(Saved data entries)
•••
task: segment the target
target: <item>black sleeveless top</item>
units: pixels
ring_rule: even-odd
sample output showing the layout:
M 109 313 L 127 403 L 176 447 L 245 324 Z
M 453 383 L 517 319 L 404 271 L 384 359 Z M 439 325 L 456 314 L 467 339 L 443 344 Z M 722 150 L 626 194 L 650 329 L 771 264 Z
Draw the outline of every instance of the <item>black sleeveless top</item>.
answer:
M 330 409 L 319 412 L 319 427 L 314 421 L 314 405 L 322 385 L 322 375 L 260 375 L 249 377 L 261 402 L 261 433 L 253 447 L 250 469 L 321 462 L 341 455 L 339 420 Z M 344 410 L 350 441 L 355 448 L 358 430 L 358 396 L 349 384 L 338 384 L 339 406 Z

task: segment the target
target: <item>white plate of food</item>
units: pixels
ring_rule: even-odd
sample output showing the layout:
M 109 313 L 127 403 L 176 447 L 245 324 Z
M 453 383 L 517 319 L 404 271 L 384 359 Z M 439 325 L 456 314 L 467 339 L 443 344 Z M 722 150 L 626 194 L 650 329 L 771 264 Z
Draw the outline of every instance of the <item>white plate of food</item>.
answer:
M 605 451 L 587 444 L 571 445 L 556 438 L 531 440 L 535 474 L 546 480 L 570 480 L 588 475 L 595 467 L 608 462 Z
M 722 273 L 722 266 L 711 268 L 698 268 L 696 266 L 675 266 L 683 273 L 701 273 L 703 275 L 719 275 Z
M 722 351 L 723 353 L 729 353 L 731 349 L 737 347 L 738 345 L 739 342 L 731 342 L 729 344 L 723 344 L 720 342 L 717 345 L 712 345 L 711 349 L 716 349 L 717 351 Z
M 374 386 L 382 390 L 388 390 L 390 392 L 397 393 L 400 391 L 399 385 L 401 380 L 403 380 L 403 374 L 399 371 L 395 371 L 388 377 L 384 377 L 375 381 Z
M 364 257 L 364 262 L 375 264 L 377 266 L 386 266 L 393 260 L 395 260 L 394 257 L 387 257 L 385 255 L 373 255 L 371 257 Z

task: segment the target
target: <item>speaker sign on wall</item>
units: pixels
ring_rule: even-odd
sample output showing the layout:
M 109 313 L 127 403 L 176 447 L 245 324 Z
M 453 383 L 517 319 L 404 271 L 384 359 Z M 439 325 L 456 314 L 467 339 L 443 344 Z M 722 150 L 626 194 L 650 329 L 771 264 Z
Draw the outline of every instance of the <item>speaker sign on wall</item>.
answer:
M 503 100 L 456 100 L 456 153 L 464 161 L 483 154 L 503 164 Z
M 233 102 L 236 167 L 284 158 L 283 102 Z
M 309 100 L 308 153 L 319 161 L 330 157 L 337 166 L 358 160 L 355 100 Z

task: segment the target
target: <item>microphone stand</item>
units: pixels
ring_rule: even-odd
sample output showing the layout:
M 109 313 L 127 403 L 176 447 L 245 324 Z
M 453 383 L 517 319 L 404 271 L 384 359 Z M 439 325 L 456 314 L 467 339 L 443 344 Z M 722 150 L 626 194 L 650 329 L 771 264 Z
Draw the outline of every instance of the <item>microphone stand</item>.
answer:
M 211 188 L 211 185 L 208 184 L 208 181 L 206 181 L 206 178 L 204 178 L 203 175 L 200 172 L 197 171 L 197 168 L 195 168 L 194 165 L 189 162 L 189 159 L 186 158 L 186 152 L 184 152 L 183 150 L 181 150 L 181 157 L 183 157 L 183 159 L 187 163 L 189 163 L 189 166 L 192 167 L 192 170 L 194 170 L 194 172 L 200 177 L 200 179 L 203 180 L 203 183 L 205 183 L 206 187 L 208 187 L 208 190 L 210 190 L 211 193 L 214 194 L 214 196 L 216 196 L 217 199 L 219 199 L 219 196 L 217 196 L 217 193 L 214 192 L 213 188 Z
•••
WHAT TO DO => All entries must be repeated verbatim.

RESPONSE =>
task: segment the target
target: <item>black sleeveless top</item>
units: pixels
ring_rule: even-odd
sample output showing the layout:
M 109 313 L 127 403 L 176 447 L 245 324 Z
M 453 383 L 517 319 L 404 271 L 384 359 Z M 439 325 L 456 314 L 467 339 L 443 344 Z M 722 150 L 626 194 L 650 329 L 771 264 Z
Draw the outline of every instance of the <item>black sleeveless top</item>.
answer:
M 330 409 L 319 412 L 319 427 L 314 421 L 314 405 L 322 385 L 322 375 L 260 375 L 249 377 L 261 402 L 261 433 L 253 447 L 250 469 L 321 462 L 341 455 L 339 420 Z M 344 410 L 350 441 L 355 448 L 358 430 L 358 396 L 349 384 L 338 384 L 339 406 Z

task: segment the target
target: <item>white plate of food</item>
units: pixels
ring_rule: even-odd
sample output showing the layout:
M 109 313 L 127 403 L 176 447 L 245 324 Z
M 453 383 L 517 319 L 404 271 L 384 359 Z M 439 325 L 456 314 L 467 339 L 443 344 Z M 722 150 L 626 194 L 650 329 L 771 264 Z
Draw the outline of every instance of the <item>white plate of food</item>.
answer:
M 605 451 L 587 444 L 571 445 L 556 438 L 531 440 L 535 474 L 546 480 L 570 480 L 588 475 L 595 467 L 608 462 Z
M 722 273 L 722 266 L 711 268 L 698 268 L 696 266 L 675 266 L 683 273 L 701 273 L 703 275 L 719 275 Z
M 722 351 L 723 353 L 729 353 L 731 349 L 737 347 L 738 345 L 739 342 L 731 342 L 729 344 L 723 344 L 720 342 L 717 345 L 712 345 L 711 349 L 716 349 L 717 351 Z
M 374 386 L 382 390 L 388 390 L 390 392 L 397 393 L 400 391 L 399 385 L 401 380 L 403 380 L 403 374 L 399 371 L 395 371 L 388 377 L 384 377 L 375 381 Z
M 364 257 L 364 262 L 375 264 L 377 266 L 386 266 L 393 260 L 395 260 L 394 257 L 387 257 L 385 255 L 373 255 L 371 257 Z

task: segment the target
target: <item>speaker sign on wall</item>
units: pixels
ring_rule: even-odd
sample output showing the layout:
M 109 313 L 127 403 L 176 447 L 245 324 Z
M 453 383 L 517 319 L 404 271 L 384 359 Z M 439 325 L 456 314 L 467 339 L 443 344 Z M 722 150 L 626 194 L 650 329 L 771 264 Z
Draw the outline of every instance of the <item>speaker sign on wall</item>.
answer:
M 503 100 L 456 100 L 456 153 L 464 161 L 483 154 L 503 164 Z
M 233 102 L 236 167 L 284 158 L 283 102 Z
M 309 100 L 308 153 L 319 161 L 330 157 L 337 166 L 358 160 L 355 100 Z

task: segment the target
target: <item>microphone stand</item>
units: pixels
ring_rule: even-odd
sample output showing the layout:
M 109 313 L 127 403 L 176 447 L 245 324 Z
M 453 383 L 517 319 L 404 271 L 384 359 Z M 439 325 L 456 314 L 467 339 L 443 344 Z M 722 150 L 626 194 L 650 329 L 771 264 Z
Draw the outline of every instance of the <item>microphone stand</item>.
answer:
M 211 188 L 211 185 L 208 184 L 208 181 L 206 181 L 206 178 L 204 178 L 203 175 L 200 172 L 197 171 L 197 168 L 195 168 L 194 165 L 189 162 L 189 159 L 186 158 L 186 152 L 184 152 L 183 150 L 181 150 L 181 157 L 183 157 L 183 159 L 187 163 L 189 163 L 189 166 L 192 167 L 192 170 L 194 170 L 194 172 L 200 177 L 200 179 L 203 180 L 203 183 L 205 183 L 206 187 L 208 187 L 208 190 L 210 190 L 211 193 L 214 194 L 214 196 L 216 196 L 217 199 L 219 199 L 219 196 L 217 196 L 217 193 L 214 192 L 213 188 Z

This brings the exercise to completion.